> REQUEST
Collect every line of the records below that contains the string "boat".

> DATA FOR THIS TASK
----------------------------------------

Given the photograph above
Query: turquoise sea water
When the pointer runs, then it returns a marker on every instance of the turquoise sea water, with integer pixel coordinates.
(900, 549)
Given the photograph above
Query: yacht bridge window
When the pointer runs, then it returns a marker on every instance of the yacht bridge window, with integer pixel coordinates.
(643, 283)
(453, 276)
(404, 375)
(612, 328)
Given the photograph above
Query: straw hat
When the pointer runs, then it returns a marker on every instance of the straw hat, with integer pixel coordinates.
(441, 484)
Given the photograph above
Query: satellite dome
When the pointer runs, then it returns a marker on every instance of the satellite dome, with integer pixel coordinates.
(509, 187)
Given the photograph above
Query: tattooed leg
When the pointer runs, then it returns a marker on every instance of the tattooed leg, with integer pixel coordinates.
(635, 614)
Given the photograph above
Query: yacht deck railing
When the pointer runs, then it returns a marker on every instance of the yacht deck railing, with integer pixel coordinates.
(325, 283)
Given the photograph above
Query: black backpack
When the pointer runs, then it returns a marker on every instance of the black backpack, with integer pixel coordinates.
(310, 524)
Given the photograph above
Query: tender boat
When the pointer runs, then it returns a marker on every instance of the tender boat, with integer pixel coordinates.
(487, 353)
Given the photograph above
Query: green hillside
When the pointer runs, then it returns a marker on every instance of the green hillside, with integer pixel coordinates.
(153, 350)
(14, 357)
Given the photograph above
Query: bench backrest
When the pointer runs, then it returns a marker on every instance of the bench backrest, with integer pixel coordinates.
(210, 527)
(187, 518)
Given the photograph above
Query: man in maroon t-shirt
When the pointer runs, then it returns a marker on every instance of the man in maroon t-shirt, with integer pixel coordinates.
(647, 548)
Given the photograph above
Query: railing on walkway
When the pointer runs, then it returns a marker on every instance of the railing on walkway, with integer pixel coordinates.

----------------------------------------

> COMPLETED EXERCISE
Query: tender boat
When the pointer runs, then it returns a marker on every instance of the tender boat, with integer pixel coordinates.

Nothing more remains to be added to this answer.